# What this task involves:
In the listing below, switch every occurrence of "negative clicks" to "background clicks" and reproduce the lines otherwise unchanged. Omit the pictures from your answer.

# Supplied records:
===============

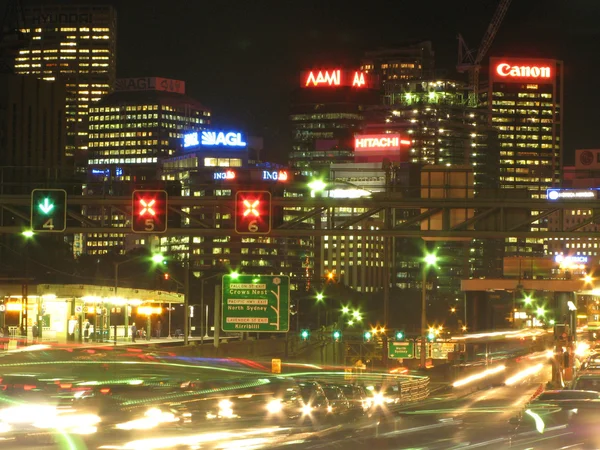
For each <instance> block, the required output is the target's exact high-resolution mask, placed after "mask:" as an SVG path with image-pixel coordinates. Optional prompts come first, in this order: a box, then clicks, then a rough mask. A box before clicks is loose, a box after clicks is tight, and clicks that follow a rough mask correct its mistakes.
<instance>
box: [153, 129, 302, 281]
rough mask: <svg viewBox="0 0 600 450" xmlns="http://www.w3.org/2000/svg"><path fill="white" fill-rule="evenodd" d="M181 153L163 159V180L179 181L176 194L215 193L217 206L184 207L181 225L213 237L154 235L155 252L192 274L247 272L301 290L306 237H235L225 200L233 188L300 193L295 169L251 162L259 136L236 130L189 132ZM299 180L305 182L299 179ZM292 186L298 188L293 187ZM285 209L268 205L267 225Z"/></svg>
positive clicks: (288, 195)
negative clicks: (179, 261)
mask: <svg viewBox="0 0 600 450" xmlns="http://www.w3.org/2000/svg"><path fill="white" fill-rule="evenodd" d="M182 142H183V144H182V146H183V148H182V151H181V152H180V153H179V154H177V155H175V156H173V157H172V158H168V159H165V160H163V162H162V169H161V170H162V173H161V178H162V180H163V182H169V183H180V185H181V195H183V196H190V197H198V198H199V200H200V198H202V197H218V198H221V199H222V200H223V202H222V204H223V206H221V207H217V208H216V209H215V208H213V207H207V206H205V205H204V204H203V203H202V202H201V201H198V203H197V205H195V206H192V207H190V208H189V209H188V210H186V213H187V214H188V217H187V218H186V219H184V220H183V222H182V224H181V226H182V228H185V227H186V226H188V225H189V224H190V222H191V221H194V220H201V221H203V222H204V223H210V224H211V226H213V227H214V228H217V229H223V234H222V235H218V236H212V235H211V236H186V235H185V233H181V235H179V236H160V247H159V248H156V250H157V251H160V252H163V253H165V254H168V255H169V257H170V258H171V259H172V260H179V261H182V262H183V261H188V260H189V261H190V262H191V267H192V270H193V272H194V274H195V275H196V276H203V277H204V276H210V275H211V274H212V273H218V272H219V271H225V270H228V268H237V269H240V270H242V271H246V272H248V273H263V274H274V273H280V274H283V275H288V276H290V280H291V286H290V287H291V289H292V291H299V292H303V291H306V288H307V286H308V285H309V283H310V279H311V277H312V261H313V259H314V255H313V243H312V240H311V239H310V238H308V237H307V238H293V239H292V238H273V237H271V236H252V235H245V236H241V235H237V234H236V233H233V232H232V228H233V225H234V220H235V217H234V214H233V211H232V210H231V204H232V202H233V201H234V199H235V195H236V193H237V192H238V191H247V190H252V191H256V190H260V191H269V192H270V193H271V196H272V198H277V197H290V196H301V195H305V194H306V192H302V189H304V190H305V191H306V190H307V188H306V184H307V183H306V182H305V183H292V182H293V181H295V182H298V181H302V180H303V177H302V175H299V174H298V172H297V171H292V170H291V169H289V168H287V167H284V166H281V165H278V164H274V163H268V162H257V161H256V158H255V157H254V156H253V153H256V152H258V151H259V150H260V149H259V146H260V143H261V139H260V138H257V137H253V136H247V135H246V134H245V133H244V132H243V131H241V130H237V129H216V128H215V129H207V130H202V131H191V132H189V133H186V134H184V135H183V137H182ZM304 181H306V180H305V179H304ZM298 186H304V187H303V188H299V187H298ZM290 214H291V213H290V212H289V211H285V210H284V209H283V208H282V207H274V208H273V210H272V214H271V222H272V224H273V226H274V227H275V226H277V225H279V224H281V223H282V221H283V220H290Z"/></svg>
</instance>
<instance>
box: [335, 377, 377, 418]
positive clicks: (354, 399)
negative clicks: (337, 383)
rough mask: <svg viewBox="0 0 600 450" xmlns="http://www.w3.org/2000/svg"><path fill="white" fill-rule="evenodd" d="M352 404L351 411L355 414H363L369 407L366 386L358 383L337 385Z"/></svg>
mask: <svg viewBox="0 0 600 450" xmlns="http://www.w3.org/2000/svg"><path fill="white" fill-rule="evenodd" d="M337 386H338V387H339V388H340V389H341V390H342V392H343V393H344V395H345V396H346V398H347V399H348V402H349V404H350V411H349V412H350V413H351V414H353V415H362V414H364V413H365V412H366V411H368V409H369V399H368V395H367V392H366V390H365V388H364V387H362V386H359V385H357V384H339V385H337Z"/></svg>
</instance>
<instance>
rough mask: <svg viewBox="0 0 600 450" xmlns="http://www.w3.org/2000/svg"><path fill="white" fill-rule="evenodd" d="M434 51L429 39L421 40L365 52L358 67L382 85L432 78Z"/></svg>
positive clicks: (395, 84)
mask: <svg viewBox="0 0 600 450" xmlns="http://www.w3.org/2000/svg"><path fill="white" fill-rule="evenodd" d="M434 64H435V53H434V51H433V45H432V43H431V41H422V42H415V43H411V44H407V45H404V46H400V47H395V48H386V49H381V50H374V51H369V52H366V53H365V55H364V57H363V58H362V61H361V66H360V69H361V70H362V71H364V72H366V73H368V74H369V75H374V76H375V77H377V78H378V79H379V81H380V83H381V86H382V87H387V86H389V87H390V88H391V89H394V86H396V85H398V84H401V83H402V82H405V81H408V80H420V79H429V78H432V77H433V75H434V73H433V71H434Z"/></svg>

===============

# Exercise response:
For each <instance> block, the required output is the target's exact high-resolution mask, placed after "mask:" as an SVG path with image-pixel coordinates. Optional prompts come first, in this order: a box, then clicks, then a rough mask. A box before clicks is loose, a box after clicks is tight, and clicks that follow a rough mask correct its mistakes.
<instance>
box: [153, 129, 302, 281]
rough mask: <svg viewBox="0 0 600 450" xmlns="http://www.w3.org/2000/svg"><path fill="white" fill-rule="evenodd" d="M181 153L163 159V180L179 181L176 194L215 193L217 206L184 207L181 225L213 237L154 235L155 252L192 274L247 272L301 290L306 237H235L225 200L233 188L300 193L295 169L251 162L259 136L236 130L189 132ZM299 180L305 182L299 179ZM292 186L298 188L293 187ZM285 209L268 205L267 225Z"/></svg>
positive clicks: (288, 195)
background clicks: (179, 261)
mask: <svg viewBox="0 0 600 450" xmlns="http://www.w3.org/2000/svg"><path fill="white" fill-rule="evenodd" d="M182 142H183V144H182V146H183V148H182V151H181V152H180V153H179V154H177V155H175V156H173V157H172V158H168V159H165V160H163V162H162V169H161V170H162V173H161V178H162V180H163V182H169V183H180V185H181V195H183V196H190V197H198V198H199V200H200V198H202V197H218V198H221V199H222V200H223V202H222V204H223V206H221V207H217V208H216V209H215V208H213V207H207V206H205V205H204V204H203V203H202V202H201V201H198V203H197V205H195V206H192V207H190V208H189V209H188V210H186V213H187V214H188V217H187V218H186V219H184V220H183V222H182V224H181V226H182V228H185V227H186V226H188V225H189V224H190V222H191V221H194V220H201V221H203V222H204V223H210V224H211V226H213V227H214V228H217V229H223V234H222V235H218V236H212V235H211V236H186V235H185V233H181V235H179V236H160V247H159V248H156V250H157V251H160V252H163V253H165V254H168V255H169V257H170V258H171V259H172V260H179V261H182V262H183V261H188V260H189V261H190V262H191V267H192V270H193V272H194V274H195V275H196V276H203V277H204V276H210V275H211V274H212V273H218V272H219V271H225V270H228V268H237V269H240V270H242V271H246V272H248V273H263V274H274V273H280V274H283V275H288V276H290V280H291V286H290V287H291V289H292V291H299V292H303V291H306V288H307V286H308V285H309V283H310V279H311V277H312V261H313V259H314V255H313V243H312V240H311V239H310V238H308V237H307V238H293V239H292V238H273V237H271V236H252V235H245V236H241V235H237V234H236V233H233V232H232V228H233V225H234V220H235V217H234V214H233V211H232V210H231V204H232V202H233V201H234V199H235V195H236V193H237V192H238V191H247V190H252V191H256V190H260V191H269V192H270V193H271V196H272V198H277V197H290V196H301V195H305V194H306V192H302V189H304V190H305V191H306V190H307V188H306V184H307V183H306V182H305V183H292V182H293V181H295V182H298V181H302V180H303V177H302V175H299V174H298V172H297V171H292V170H291V169H289V168H287V167H284V166H281V165H278V164H274V163H268V162H257V161H256V158H255V157H254V156H253V153H256V152H258V151H259V150H260V149H259V146H260V143H261V139H260V138H257V137H253V136H247V135H246V134H245V133H244V132H243V131H241V130H237V129H216V128H215V129H207V130H202V131H191V132H189V133H186V134H184V135H183V137H182ZM304 181H306V180H305V179H304ZM298 186H304V187H303V188H299V187H298ZM290 214H291V213H290V212H289V211H285V210H284V209H283V208H282V207H274V208H273V210H272V214H271V222H272V224H273V226H274V227H275V226H277V225H279V224H281V223H282V221H283V220H290Z"/></svg>
</instance>
<instance>
box: [335, 377, 377, 418]
positive clicks: (354, 399)
background clicks: (337, 383)
rough mask: <svg viewBox="0 0 600 450" xmlns="http://www.w3.org/2000/svg"><path fill="white" fill-rule="evenodd" d="M352 404L351 411L355 414H363L369 407L366 386L358 383L337 385Z"/></svg>
mask: <svg viewBox="0 0 600 450" xmlns="http://www.w3.org/2000/svg"><path fill="white" fill-rule="evenodd" d="M337 386H338V387H339V388H340V389H341V390H342V392H343V393H344V395H345V396H346V398H347V399H348V402H349V404H350V411H349V412H350V413H351V414H353V415H362V414H364V413H365V412H366V411H368V409H369V399H368V395H367V392H366V390H365V388H364V387H362V386H359V385H357V384H339V385H337Z"/></svg>
</instance>
<instance>
rough mask: <svg viewBox="0 0 600 450" xmlns="http://www.w3.org/2000/svg"><path fill="white" fill-rule="evenodd" d="M434 51L429 39L421 40L365 52L358 67L382 85L432 78Z"/></svg>
positive clicks: (395, 84)
mask: <svg viewBox="0 0 600 450" xmlns="http://www.w3.org/2000/svg"><path fill="white" fill-rule="evenodd" d="M434 64H435V53H434V51H433V45H432V43H431V41H422V42H415V43H411V44H407V45H404V46H400V47H395V48H386V49H381V50H374V51H369V52H366V53H365V55H364V57H363V58H362V61H361V66H360V69H361V70H362V71H364V72H366V73H368V74H369V75H374V76H375V77H377V78H378V79H379V81H380V83H381V86H382V87H387V86H389V87H390V88H391V89H394V86H396V85H398V84H401V83H402V82H405V81H408V80H420V79H429V78H432V77H433V75H434V73H433V71H434Z"/></svg>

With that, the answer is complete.